_PROBLEM DESCRIPTION:_ Update the material below by replacing "sample output showing the layout" with "sample output illustrating the layout" everywhere it occurs, leaving everything else the same.

Data taken from a collection:
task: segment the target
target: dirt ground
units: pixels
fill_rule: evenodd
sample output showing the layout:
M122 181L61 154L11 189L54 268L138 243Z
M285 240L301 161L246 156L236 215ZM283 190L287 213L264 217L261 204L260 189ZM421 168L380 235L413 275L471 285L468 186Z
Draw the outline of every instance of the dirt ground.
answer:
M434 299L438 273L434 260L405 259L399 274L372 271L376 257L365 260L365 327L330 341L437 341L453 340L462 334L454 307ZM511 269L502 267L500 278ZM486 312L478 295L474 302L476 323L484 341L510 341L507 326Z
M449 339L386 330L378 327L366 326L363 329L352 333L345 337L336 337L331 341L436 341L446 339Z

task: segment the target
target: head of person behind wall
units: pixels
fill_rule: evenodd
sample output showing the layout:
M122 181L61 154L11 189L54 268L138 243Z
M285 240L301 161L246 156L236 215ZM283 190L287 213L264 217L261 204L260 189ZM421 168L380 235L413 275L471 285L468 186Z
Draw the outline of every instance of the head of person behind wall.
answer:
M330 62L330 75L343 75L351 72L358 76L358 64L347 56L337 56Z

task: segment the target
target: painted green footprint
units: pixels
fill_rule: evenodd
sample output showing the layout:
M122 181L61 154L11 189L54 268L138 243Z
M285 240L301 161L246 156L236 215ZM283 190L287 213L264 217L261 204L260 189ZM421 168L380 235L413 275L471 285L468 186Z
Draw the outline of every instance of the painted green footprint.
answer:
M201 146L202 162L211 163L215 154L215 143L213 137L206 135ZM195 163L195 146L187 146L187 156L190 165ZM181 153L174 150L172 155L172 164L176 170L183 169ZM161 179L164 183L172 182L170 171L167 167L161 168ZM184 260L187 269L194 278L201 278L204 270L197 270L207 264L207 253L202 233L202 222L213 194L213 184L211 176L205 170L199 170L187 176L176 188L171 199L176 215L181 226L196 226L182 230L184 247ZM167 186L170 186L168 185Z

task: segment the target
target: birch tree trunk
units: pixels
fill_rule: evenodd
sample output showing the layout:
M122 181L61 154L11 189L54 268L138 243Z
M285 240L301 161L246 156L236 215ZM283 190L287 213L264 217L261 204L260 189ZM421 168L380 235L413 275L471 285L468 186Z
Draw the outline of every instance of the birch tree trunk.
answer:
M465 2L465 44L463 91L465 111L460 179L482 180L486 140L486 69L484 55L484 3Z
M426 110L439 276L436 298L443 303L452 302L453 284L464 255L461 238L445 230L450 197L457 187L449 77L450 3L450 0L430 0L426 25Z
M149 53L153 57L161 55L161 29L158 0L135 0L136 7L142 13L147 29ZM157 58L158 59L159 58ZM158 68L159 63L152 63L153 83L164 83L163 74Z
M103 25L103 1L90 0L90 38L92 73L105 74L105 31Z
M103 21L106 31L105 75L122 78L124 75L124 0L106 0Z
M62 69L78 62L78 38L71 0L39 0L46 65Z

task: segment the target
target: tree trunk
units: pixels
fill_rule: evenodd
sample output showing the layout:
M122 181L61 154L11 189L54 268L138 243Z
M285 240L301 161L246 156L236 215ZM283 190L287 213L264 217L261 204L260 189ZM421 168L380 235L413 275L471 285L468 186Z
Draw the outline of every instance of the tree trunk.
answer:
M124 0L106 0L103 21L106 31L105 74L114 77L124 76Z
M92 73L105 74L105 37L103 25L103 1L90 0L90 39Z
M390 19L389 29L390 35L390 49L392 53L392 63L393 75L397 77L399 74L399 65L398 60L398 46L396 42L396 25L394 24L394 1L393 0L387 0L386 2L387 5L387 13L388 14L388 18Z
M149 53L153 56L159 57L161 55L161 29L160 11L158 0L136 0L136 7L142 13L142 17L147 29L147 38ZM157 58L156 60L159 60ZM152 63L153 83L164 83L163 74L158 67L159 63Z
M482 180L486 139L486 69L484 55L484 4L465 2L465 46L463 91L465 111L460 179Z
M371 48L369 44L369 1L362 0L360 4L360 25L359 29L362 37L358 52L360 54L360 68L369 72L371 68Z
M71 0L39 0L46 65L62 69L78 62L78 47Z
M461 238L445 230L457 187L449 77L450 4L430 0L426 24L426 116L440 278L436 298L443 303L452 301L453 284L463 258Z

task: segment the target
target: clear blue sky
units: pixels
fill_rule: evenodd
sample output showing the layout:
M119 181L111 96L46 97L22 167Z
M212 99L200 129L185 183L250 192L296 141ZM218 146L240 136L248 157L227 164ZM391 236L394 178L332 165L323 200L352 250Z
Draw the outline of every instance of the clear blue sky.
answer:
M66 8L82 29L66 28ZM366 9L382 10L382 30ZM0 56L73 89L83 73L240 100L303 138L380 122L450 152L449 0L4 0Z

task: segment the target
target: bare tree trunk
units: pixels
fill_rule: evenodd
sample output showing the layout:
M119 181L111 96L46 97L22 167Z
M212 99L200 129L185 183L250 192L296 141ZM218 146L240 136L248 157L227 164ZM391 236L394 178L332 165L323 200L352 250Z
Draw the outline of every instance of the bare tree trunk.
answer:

_REPLY TO THE EXERCISE:_
task: segment the target
target: dirt ground
units: pixels
fill_rule: evenodd
sample output illustrating the layout:
M122 181L61 154L11 189L54 268L138 243Z
M285 240L301 161L246 156L236 215ZM283 190L287 213L264 217L261 204L260 189ZM421 168L380 235L413 275L471 285L468 186Z
Draw the outline of every instance of the dirt ground.
answer:
M434 299L438 273L434 260L405 259L399 274L372 271L376 257L365 260L365 327L330 341L437 341L453 340L462 334L454 307ZM511 269L502 267L500 278ZM486 312L478 295L474 302L476 323L484 341L510 341L507 326Z
M449 339L386 330L378 327L366 326L363 329L352 333L345 337L336 337L331 341L436 341L446 339Z

task: segment the target
target: head of person behind wall
units: pixels
fill_rule: evenodd
sample output illustrating the layout:
M122 181L61 154L11 189L54 268L138 243Z
M285 240L301 161L246 156L236 215ZM283 190L287 213L264 217L261 204L260 189ZM421 168L380 235L413 275L471 285L468 186Z
Draw the outline of every instance of the head of person behind wall.
answer:
M330 62L330 75L343 75L351 72L358 76L358 64L347 56L337 56Z

task: segment the target
target: painted green footprint
units: pixels
fill_rule: evenodd
sample output illustrating the layout:
M122 181L61 154L11 189L54 268L138 243Z
M285 240L301 161L246 156L236 215ZM283 190L287 213L264 217L261 204L260 189ZM421 168L380 235L413 275L471 285L468 186Z
Draw the outline of every instance of the painted green footprint.
answer:
M201 146L202 162L211 163L215 154L215 143L213 137L206 135ZM195 163L195 146L187 146L187 156L190 165ZM181 153L174 150L172 155L172 164L176 170L183 169ZM161 179L164 183L172 182L170 171L167 167L161 168ZM184 260L187 269L194 278L201 278L204 270L197 270L207 264L207 253L202 233L202 222L213 194L213 184L211 176L205 170L199 170L187 176L176 188L171 199L176 215L181 226L196 226L182 230L184 247ZM167 186L170 186L168 185Z

task: segment the target
target: birch tree trunk
units: pixels
fill_rule: evenodd
sample output illustrating the layout:
M122 181L61 154L11 189L54 268L138 243Z
M285 240L301 161L246 156L236 215ZM283 190L287 213L264 217L261 204L260 189ZM421 168L380 235L413 275L471 285L468 186Z
Draw the outline of every instance of the birch tree trunk.
answer:
M465 2L465 44L463 91L465 111L460 179L482 180L486 140L486 69L484 55L484 3Z
M426 110L439 276L436 298L443 303L452 302L453 284L464 255L461 238L445 230L450 197L457 187L449 77L450 3L450 0L430 0L426 25Z
M149 53L153 57L161 55L161 29L158 0L135 0L136 7L142 13L147 29ZM157 58L158 59L159 58ZM158 68L159 63L152 63L153 83L164 83L163 74Z
M103 25L103 1L90 0L90 38L92 73L105 74L105 31Z
M103 21L106 31L105 75L122 78L124 75L124 0L106 0Z
M62 69L78 62L78 38L71 0L39 0L46 65Z

task: segment the target
target: tree trunk
units: pixels
fill_rule: evenodd
sample output illustrating the layout:
M122 181L61 154L11 189L54 268L138 243Z
M285 240L301 161L246 156L236 215ZM283 190L287 213L264 217L261 204L260 189ZM421 168L380 235L413 275L471 285L468 186Z
Draw the outline of every instance of the tree trunk.
answer:
M124 0L106 0L103 21L106 31L105 74L114 77L124 76Z
M92 73L105 74L105 37L103 25L103 1L90 0L90 39Z
M390 19L389 29L390 35L390 49L392 53L392 63L393 75L397 77L399 74L399 65L398 60L398 46L396 42L396 25L394 24L394 1L393 0L387 0L386 2L387 5L387 13L388 14L388 18Z
M149 53L153 56L159 57L161 55L161 29L160 11L158 0L136 0L136 7L142 13L142 17L147 29L147 38ZM157 58L156 60L159 60ZM152 63L153 83L164 83L163 74L158 67L159 63Z
M482 180L486 139L486 69L484 55L484 4L465 2L465 46L463 91L465 111L460 179Z
M371 48L369 44L369 1L362 0L360 4L360 25L359 29L362 37L358 52L360 54L360 68L369 72L371 68Z
M71 0L39 0L46 65L62 69L78 62L78 47Z
M461 238L445 230L457 187L449 77L450 4L430 0L426 24L426 116L440 278L436 298L443 303L452 301L453 284L463 258Z

task: segment the target
target: clear blue sky
units: pixels
fill_rule: evenodd
sample output illustrating the layout:
M119 181L111 96L46 97L22 167Z
M212 99L200 129L185 183L250 192L296 141ZM218 146L240 136L248 157L227 164ZM391 236L394 178L332 165L323 200L352 250Z
Draw the outline of every instance of the clear blue sky.
answer:
M66 8L82 29L66 28ZM366 9L382 10L382 30ZM0 56L73 89L83 73L240 100L303 138L380 122L450 152L449 0L4 0Z

task: segment the target
target: bare tree trunk
units: pixels
fill_rule: evenodd
sample output illustrating the layout:
M119 181L111 96L46 97L22 167Z
M212 99L200 129L185 183L250 192L296 141ZM218 146L240 136L248 157L227 164ZM391 236L394 178L332 165L323 200L352 250Z
Draw the outline of every instance of the bare tree trunk.
answer:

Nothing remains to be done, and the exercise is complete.